- _Problem description_
Look through the material below and count the lines with the string "Guideline". Report only the count.
--- Material to process Enclosed Below ---
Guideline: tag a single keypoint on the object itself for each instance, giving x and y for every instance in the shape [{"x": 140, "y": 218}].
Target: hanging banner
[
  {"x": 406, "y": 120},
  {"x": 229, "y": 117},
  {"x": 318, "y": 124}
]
--- End of Enclosed Material to process ---
--- Material to process Enclosed Below ---
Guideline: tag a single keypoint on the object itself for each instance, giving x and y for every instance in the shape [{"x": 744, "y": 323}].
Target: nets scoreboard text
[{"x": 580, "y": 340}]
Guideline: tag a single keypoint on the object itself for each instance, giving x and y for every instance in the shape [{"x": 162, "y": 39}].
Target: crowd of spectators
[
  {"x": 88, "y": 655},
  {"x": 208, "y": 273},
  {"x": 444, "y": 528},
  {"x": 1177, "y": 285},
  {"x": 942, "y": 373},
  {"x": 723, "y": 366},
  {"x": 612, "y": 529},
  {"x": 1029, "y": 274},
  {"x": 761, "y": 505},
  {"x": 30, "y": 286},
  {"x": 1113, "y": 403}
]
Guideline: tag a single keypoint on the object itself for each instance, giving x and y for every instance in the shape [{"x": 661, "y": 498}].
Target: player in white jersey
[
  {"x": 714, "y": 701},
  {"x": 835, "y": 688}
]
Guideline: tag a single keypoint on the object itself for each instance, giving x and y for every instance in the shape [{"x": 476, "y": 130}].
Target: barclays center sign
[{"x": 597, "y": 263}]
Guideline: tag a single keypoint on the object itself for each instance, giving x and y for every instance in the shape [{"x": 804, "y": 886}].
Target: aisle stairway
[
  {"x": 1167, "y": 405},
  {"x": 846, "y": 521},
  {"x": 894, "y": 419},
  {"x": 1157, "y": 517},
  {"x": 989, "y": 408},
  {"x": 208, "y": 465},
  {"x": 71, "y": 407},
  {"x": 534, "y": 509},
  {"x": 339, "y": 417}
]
--- End of Enclosed Material to process ---
- _Your response_
6